#### [TASK INSTRUCTIONS]
Exactly reproduce the entries, dropping any pictures from your copy.

#### [ENTRIES PROVIDED]
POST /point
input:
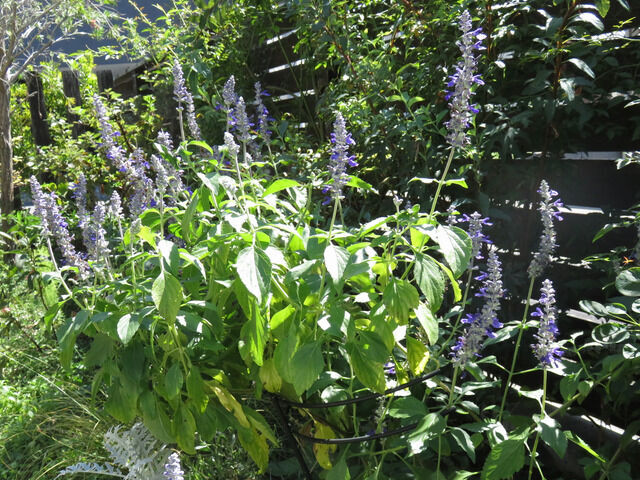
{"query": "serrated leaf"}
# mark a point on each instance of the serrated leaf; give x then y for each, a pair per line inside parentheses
(429, 427)
(428, 323)
(127, 327)
(195, 389)
(336, 260)
(590, 18)
(429, 278)
(456, 247)
(464, 441)
(552, 435)
(173, 381)
(307, 364)
(254, 270)
(582, 66)
(280, 184)
(417, 355)
(628, 282)
(506, 458)
(321, 451)
(369, 372)
(400, 297)
(167, 296)
(169, 253)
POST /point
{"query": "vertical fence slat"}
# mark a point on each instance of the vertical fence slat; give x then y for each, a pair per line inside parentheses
(71, 88)
(37, 108)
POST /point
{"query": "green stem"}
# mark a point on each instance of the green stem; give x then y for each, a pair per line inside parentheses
(542, 414)
(515, 352)
(444, 176)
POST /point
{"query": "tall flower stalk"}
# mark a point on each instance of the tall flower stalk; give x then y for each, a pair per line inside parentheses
(461, 85)
(545, 349)
(549, 211)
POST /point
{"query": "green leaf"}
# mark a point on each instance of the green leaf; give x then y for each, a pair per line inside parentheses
(429, 427)
(552, 435)
(167, 296)
(603, 7)
(173, 380)
(284, 352)
(456, 247)
(628, 282)
(127, 327)
(121, 403)
(169, 253)
(369, 372)
(67, 335)
(505, 459)
(400, 297)
(280, 184)
(457, 293)
(582, 66)
(430, 280)
(307, 364)
(185, 429)
(195, 389)
(584, 445)
(407, 407)
(590, 18)
(254, 333)
(155, 418)
(336, 260)
(256, 446)
(254, 270)
(428, 323)
(464, 441)
(100, 350)
(186, 225)
(417, 355)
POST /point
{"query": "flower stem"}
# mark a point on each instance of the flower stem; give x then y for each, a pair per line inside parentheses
(444, 176)
(542, 415)
(515, 352)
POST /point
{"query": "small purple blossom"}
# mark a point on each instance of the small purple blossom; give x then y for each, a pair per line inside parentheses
(482, 323)
(55, 226)
(546, 349)
(340, 159)
(242, 123)
(262, 113)
(549, 210)
(461, 83)
(173, 469)
(184, 97)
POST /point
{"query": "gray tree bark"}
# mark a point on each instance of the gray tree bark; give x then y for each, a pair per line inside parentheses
(6, 152)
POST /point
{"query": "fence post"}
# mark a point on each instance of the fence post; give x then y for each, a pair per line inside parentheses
(71, 88)
(105, 79)
(37, 108)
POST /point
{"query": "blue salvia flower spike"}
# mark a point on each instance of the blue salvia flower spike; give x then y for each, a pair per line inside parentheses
(340, 159)
(480, 325)
(546, 349)
(549, 210)
(461, 83)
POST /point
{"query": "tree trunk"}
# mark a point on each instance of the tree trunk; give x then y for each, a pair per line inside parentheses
(6, 153)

#### [FINAL RESULT]
POST /point
input:
{"query": "serrated leaf"}
# mark a point on each instance of the serrated leaf; give x then y for each, a pair per line inside parentheses
(429, 427)
(428, 323)
(127, 327)
(195, 389)
(336, 260)
(590, 18)
(429, 278)
(456, 247)
(464, 441)
(552, 435)
(173, 381)
(307, 364)
(254, 270)
(582, 66)
(280, 184)
(417, 355)
(628, 282)
(506, 458)
(321, 451)
(369, 372)
(400, 297)
(167, 296)
(169, 253)
POST /point
{"query": "vertical fence slat"}
# mark a point on each instance of the vertical fence slat; give x then y for each, a pair per line inside parentheses
(71, 88)
(37, 108)
POST /point
{"query": "green stem"}
# mark a point on each instance of the green stem; give x then y for each, a pair per line inside parentheses
(542, 414)
(515, 352)
(444, 176)
POST /point
{"query": "tall flower stalk"}
# mark a point on each instance of the tall flower stalk; give x then y for each, a pair per line inside parentheses
(461, 85)
(545, 349)
(549, 211)
POST /point
{"query": "green leaf"}
# mark a point on each instance of the green leaf; give x then y for each, a pair per line inside parentheses
(429, 427)
(552, 435)
(167, 296)
(603, 7)
(173, 380)
(284, 352)
(456, 247)
(628, 282)
(127, 327)
(121, 403)
(169, 253)
(369, 372)
(67, 335)
(505, 459)
(400, 297)
(280, 184)
(457, 293)
(582, 66)
(430, 280)
(307, 364)
(185, 429)
(195, 389)
(584, 445)
(407, 407)
(590, 18)
(254, 333)
(155, 418)
(336, 260)
(256, 446)
(254, 270)
(428, 323)
(464, 441)
(100, 350)
(186, 225)
(417, 355)
POST /point
{"query": "flower stem"}
# mark a point on each instance of the flower stem; give x then y for each, a pair per line inside parentheses
(444, 176)
(542, 415)
(515, 352)
POST /point
{"query": "small purple blossom"}
# mark a point on each instance of the small purple blossom; give x then y for each, a pair per line inside parentheses
(482, 323)
(55, 226)
(546, 349)
(340, 159)
(242, 123)
(262, 113)
(549, 210)
(461, 83)
(173, 469)
(184, 97)
POST /point
{"query": "gray tree bark"}
# mark a point on each instance of the gray tree bark; give x then y for each, a pair per line inside parentheses
(6, 152)
POST /point
{"query": "fence post"}
# mark a point on each instance of the fence post; give x then y for each, a pair per line inside parentheses
(71, 88)
(105, 79)
(37, 108)
POST /point
{"query": "blue salvia flower spike"}
# mark a point on each instance of the blue salvia flower spike; give x then y for each, a pair per line inside parentheses
(340, 159)
(480, 325)
(546, 349)
(549, 210)
(461, 83)
POST /point
{"query": "tree trunk"}
# mark a point on each instance of the tree trunk; give x then y for each, a pair per line inside parentheses
(6, 153)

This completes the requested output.